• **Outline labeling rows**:
......

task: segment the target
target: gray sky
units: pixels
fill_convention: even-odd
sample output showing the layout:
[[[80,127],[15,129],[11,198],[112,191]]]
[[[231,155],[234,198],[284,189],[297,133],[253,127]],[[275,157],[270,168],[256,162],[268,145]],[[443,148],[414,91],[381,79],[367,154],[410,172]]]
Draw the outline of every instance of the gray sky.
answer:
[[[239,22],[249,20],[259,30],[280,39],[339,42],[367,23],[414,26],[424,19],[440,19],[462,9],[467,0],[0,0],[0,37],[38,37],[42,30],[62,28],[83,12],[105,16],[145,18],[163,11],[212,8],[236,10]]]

......

• **The request**: Write out the rows above again, substituting "overcast sky" for every occurrence of "gray sky" and leaving everything else unchanged.

• **Solution to this problem**:
task: segment the target
target: overcast sky
units: pixels
fill_convention: even-odd
sample output showing the layout:
[[[80,127],[15,129],[11,198],[112,191]]]
[[[231,155],[234,198],[284,189],[297,133],[253,127]],[[275,157],[270,168],[256,162],[268,145]],[[443,148],[414,91],[381,79],[367,154],[410,172]]]
Draw the outline of every instance of the overcast sky.
answer:
[[[239,22],[249,20],[259,30],[280,39],[339,42],[367,23],[414,26],[424,19],[440,19],[462,9],[467,0],[0,0],[0,37],[38,37],[42,30],[62,28],[83,12],[105,16],[145,18],[163,11],[212,8],[236,10]]]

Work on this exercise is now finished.